Avant Propos
Aujourd’hui, les limites que notre temps définit comme étant celle de l’art tendent à disparaître. Que le Musée National d’Art Moderne (MNAM) intitule une des ses expositions majeures “Hors-Limites” montre paradoxalement que s’il existe une limite à l’art ce n’est pas pour ça que ce qui se situe au-delà de cette limite n’est pas de l’art. Cette exposition posait le problème du rapport entre l’art et la vie. Elle montrait comment l’œuvre tendait à disparaître au profit du geste dont le happening est l’illustration. L’art d’aujourd’hui n’est plus dans le témoignage mais dans l’action vitale. Les artistes contemporains ne sont plus de simples artisans, beaucoup sont des intellectuels, des philosophes, des penseurs, certains ne sont plus que cela et ne fabriquent que des concepts. Ils produisent des théories qui questionnent leurs pratiques qui sont une interrogation sur la vie. Privé d’œuvre à étudier, de limite pouvant le contenir, l’historien d’art évolue dans un monde où la forme des objets qu’il étudie s’apparente à la vie, elle est la vie même. Comment peut-on étudier la vie ? Dans les traces qu’elle laisse dans l’histoire ? Dans la forme que nous lui donnons ? Ne suffit-il pas de vivre ?
Les traces que Cage a laissées sont en partie étudiées. Des axes de recherches ont été privilégiés, d’autres ne sont pas encores définis. Daniel Charles dans son article d’introduction du numéro spécial de la Revue d’esthétique, met en garde le chercheur contre “la spécificité de l’« objet » Cage - un « objet » qui ressemble à une étoile filante, le mieux étant de la laisser filer”. Certains l’on fait, d’autres ont étudié le phénomène.

**Données extraites**:
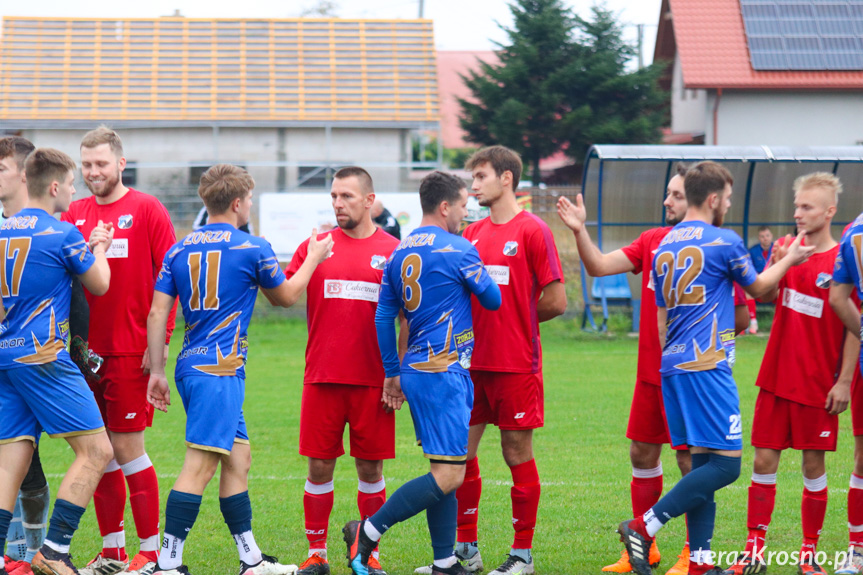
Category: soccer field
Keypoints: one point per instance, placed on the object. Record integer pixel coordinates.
(581, 453)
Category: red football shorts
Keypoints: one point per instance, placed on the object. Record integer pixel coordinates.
(327, 407)
(647, 422)
(508, 400)
(122, 394)
(781, 423)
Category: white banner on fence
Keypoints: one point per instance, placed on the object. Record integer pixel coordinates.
(287, 219)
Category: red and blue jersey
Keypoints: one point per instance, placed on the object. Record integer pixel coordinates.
(216, 271)
(40, 256)
(693, 271)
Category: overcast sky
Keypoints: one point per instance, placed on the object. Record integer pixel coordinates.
(459, 24)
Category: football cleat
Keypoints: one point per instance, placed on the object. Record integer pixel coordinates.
(360, 547)
(268, 565)
(514, 565)
(316, 564)
(679, 568)
(853, 564)
(745, 564)
(50, 562)
(638, 547)
(104, 566)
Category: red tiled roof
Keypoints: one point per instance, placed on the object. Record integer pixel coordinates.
(713, 52)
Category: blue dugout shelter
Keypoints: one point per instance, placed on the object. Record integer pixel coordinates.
(624, 187)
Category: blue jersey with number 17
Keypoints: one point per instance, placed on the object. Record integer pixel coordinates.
(693, 271)
(431, 275)
(215, 272)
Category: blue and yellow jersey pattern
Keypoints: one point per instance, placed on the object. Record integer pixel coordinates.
(693, 270)
(216, 271)
(40, 256)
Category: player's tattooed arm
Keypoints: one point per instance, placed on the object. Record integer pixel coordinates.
(844, 306)
(595, 262)
(158, 392)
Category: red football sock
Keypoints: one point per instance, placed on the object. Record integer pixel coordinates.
(317, 505)
(109, 501)
(468, 502)
(144, 500)
(812, 511)
(855, 513)
(370, 497)
(645, 491)
(525, 502)
(762, 499)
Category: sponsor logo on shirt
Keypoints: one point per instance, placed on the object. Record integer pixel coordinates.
(119, 248)
(802, 303)
(823, 280)
(346, 289)
(499, 274)
(378, 262)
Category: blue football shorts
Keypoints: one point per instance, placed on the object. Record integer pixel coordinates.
(440, 405)
(214, 411)
(703, 409)
(53, 397)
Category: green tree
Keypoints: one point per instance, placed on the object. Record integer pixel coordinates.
(561, 83)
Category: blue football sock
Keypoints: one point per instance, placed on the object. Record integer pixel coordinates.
(408, 500)
(237, 511)
(181, 511)
(697, 487)
(64, 523)
(442, 518)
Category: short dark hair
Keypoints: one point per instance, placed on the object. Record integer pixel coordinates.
(439, 187)
(17, 147)
(360, 174)
(45, 166)
(221, 185)
(501, 158)
(703, 179)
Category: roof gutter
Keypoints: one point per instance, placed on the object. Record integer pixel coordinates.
(716, 116)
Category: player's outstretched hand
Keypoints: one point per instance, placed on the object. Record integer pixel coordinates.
(797, 251)
(158, 392)
(573, 215)
(392, 397)
(838, 398)
(320, 249)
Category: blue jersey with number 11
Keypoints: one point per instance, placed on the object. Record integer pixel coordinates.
(431, 275)
(693, 270)
(215, 272)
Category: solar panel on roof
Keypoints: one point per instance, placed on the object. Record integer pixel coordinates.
(804, 34)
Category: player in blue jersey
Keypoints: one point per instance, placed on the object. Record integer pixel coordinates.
(430, 276)
(693, 271)
(40, 387)
(216, 271)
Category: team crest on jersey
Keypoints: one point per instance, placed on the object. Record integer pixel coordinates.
(378, 262)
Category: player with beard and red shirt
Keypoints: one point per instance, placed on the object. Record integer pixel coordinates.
(339, 389)
(118, 332)
(805, 378)
(519, 253)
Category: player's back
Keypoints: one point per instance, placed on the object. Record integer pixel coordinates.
(40, 256)
(216, 272)
(693, 272)
(429, 273)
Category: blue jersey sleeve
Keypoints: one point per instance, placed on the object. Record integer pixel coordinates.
(268, 275)
(165, 279)
(740, 264)
(77, 256)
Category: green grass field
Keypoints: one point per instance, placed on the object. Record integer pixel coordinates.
(582, 456)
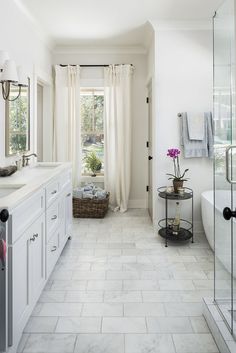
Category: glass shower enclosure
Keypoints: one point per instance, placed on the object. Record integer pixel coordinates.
(225, 164)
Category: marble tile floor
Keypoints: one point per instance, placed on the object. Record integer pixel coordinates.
(117, 289)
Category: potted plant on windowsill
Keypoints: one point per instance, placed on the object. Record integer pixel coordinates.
(93, 163)
(177, 177)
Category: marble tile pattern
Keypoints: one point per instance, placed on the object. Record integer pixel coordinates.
(117, 289)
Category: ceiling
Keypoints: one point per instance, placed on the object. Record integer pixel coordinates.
(109, 22)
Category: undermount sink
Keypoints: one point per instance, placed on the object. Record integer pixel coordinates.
(47, 165)
(6, 190)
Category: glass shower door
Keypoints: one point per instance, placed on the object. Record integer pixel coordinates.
(224, 162)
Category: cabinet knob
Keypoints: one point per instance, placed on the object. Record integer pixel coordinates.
(4, 215)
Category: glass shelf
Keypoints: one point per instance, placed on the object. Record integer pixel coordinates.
(188, 194)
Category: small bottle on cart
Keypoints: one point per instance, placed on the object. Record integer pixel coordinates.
(176, 223)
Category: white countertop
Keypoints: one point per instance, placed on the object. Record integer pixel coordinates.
(32, 178)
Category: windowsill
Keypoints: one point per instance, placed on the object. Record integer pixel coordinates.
(90, 179)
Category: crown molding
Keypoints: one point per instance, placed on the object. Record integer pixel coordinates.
(42, 35)
(194, 25)
(64, 49)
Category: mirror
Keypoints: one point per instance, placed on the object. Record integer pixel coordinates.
(18, 121)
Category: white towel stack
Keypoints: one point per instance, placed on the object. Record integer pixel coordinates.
(90, 191)
(196, 126)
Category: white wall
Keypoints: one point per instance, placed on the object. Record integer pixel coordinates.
(140, 119)
(21, 40)
(183, 82)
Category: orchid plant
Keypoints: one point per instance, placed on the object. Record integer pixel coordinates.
(174, 154)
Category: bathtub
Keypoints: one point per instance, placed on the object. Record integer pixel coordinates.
(222, 246)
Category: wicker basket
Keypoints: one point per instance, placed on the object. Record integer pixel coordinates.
(90, 208)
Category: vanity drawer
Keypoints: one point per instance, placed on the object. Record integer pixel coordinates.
(53, 218)
(53, 252)
(24, 214)
(52, 191)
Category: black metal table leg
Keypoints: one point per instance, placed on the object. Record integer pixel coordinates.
(192, 220)
(166, 221)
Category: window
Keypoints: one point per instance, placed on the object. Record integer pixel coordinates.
(17, 121)
(92, 131)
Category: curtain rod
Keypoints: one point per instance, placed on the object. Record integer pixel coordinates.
(105, 65)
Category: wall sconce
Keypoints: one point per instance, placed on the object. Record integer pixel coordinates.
(9, 74)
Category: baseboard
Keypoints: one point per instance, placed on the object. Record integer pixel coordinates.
(140, 203)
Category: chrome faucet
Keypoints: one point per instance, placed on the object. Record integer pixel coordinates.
(26, 158)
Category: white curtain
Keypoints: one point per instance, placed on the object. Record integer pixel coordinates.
(66, 127)
(117, 121)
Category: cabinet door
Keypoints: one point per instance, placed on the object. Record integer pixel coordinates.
(36, 235)
(19, 287)
(68, 212)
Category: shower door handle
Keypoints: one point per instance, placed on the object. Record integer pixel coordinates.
(228, 214)
(227, 156)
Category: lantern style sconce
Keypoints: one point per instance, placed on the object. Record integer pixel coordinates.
(10, 74)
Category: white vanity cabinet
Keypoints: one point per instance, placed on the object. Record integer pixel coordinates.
(27, 275)
(39, 227)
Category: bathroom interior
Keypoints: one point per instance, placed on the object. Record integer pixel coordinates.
(156, 272)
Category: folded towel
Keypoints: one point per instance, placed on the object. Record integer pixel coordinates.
(90, 191)
(196, 126)
(193, 148)
(210, 133)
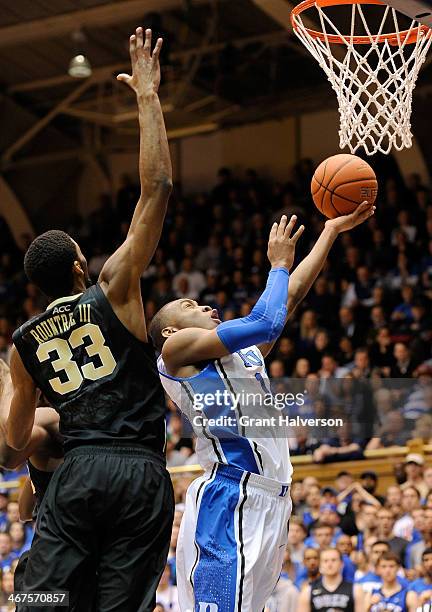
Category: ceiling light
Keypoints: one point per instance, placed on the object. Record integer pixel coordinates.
(79, 67)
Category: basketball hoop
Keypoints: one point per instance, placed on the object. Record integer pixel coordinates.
(373, 75)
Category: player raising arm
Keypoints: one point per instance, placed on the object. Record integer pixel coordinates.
(108, 509)
(307, 271)
(120, 276)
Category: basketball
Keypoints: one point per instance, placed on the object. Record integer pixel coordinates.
(341, 183)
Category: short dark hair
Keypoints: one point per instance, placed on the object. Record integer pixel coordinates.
(381, 542)
(158, 323)
(389, 556)
(332, 549)
(322, 525)
(49, 261)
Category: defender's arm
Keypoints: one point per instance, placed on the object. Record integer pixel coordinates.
(120, 276)
(26, 501)
(21, 417)
(304, 600)
(307, 271)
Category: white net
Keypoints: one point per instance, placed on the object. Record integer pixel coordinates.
(374, 82)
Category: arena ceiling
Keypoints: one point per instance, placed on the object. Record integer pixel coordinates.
(225, 62)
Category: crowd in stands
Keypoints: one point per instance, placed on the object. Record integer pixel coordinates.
(360, 344)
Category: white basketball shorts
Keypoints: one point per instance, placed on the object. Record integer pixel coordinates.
(232, 541)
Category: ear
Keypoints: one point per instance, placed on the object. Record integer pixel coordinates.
(168, 331)
(77, 268)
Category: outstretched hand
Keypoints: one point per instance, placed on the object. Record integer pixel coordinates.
(281, 245)
(342, 224)
(145, 79)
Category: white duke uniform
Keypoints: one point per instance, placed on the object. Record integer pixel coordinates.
(235, 527)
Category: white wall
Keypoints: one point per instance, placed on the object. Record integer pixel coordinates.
(13, 212)
(269, 147)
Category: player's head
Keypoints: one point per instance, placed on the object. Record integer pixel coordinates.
(330, 562)
(55, 264)
(388, 566)
(427, 562)
(181, 314)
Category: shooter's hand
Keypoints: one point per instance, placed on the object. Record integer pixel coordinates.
(342, 224)
(281, 246)
(145, 79)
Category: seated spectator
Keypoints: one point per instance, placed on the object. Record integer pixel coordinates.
(18, 538)
(404, 526)
(286, 352)
(419, 400)
(285, 596)
(359, 292)
(385, 532)
(414, 474)
(369, 482)
(427, 477)
(423, 586)
(372, 580)
(188, 282)
(394, 500)
(322, 535)
(310, 571)
(416, 550)
(402, 274)
(394, 432)
(403, 313)
(349, 327)
(331, 588)
(390, 594)
(366, 523)
(296, 537)
(313, 503)
(381, 351)
(345, 547)
(166, 593)
(404, 363)
(302, 368)
(308, 330)
(341, 448)
(7, 555)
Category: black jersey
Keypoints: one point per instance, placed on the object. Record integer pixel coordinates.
(102, 380)
(322, 600)
(40, 481)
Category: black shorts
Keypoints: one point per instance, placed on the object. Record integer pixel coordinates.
(103, 530)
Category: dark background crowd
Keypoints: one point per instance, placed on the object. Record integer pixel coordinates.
(359, 344)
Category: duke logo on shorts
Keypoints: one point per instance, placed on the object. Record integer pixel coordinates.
(235, 526)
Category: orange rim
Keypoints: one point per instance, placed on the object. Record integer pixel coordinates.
(406, 37)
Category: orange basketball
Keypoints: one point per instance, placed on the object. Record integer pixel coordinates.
(341, 183)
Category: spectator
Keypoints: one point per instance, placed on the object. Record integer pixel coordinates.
(386, 521)
(296, 537)
(310, 571)
(416, 550)
(390, 594)
(414, 474)
(340, 448)
(423, 586)
(410, 501)
(166, 593)
(330, 587)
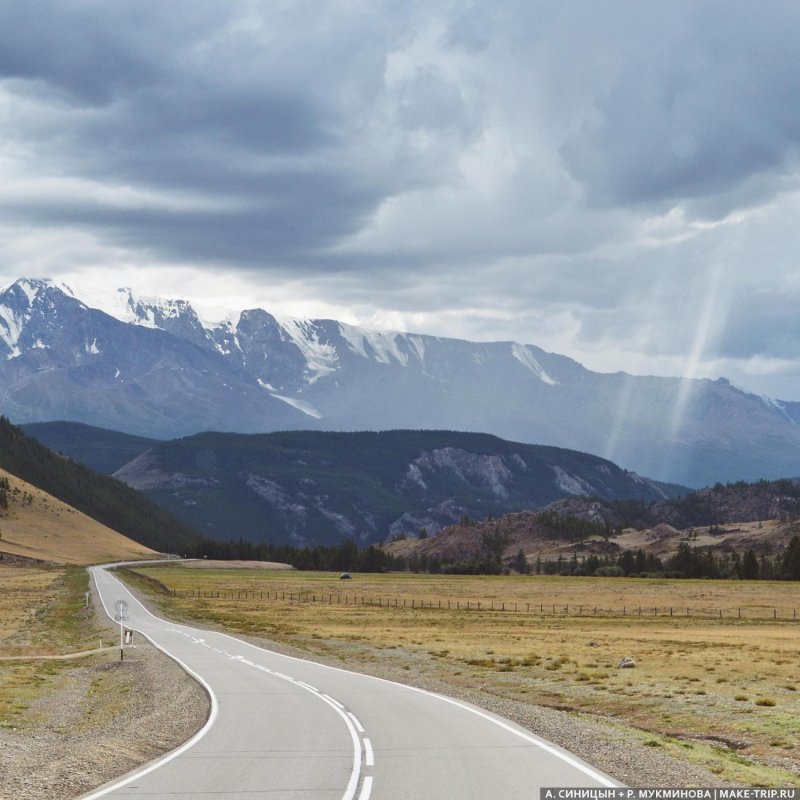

**Exercice proposé**: Dites si chacune des affirmations suivantes concorde avec l’avant-propos, en répondant par oui ou par non et en citant mot pour mot le passage qui tranche. (a) L’exposition « Hors-Limites » posait le problème du rapport entre l’art et la vie. (b) Les traces laissées par Cage ont été entièrement étudiées. (c) Daniel Charles conseille au chercheur de retenir l’« objet » Cage plutôt que de le laisser filer. Les entrées n’ont aucun rapport avec l’avant-propos.

**Corrigé**:
(a) Oui : « Cette exposition posait le problème du rapport entre l’art et la vie. »
(b) Non : « Les traces que Cage a laissées sont en partie étudiées. »
(c) Non : « le mieux étant de la laisser filer »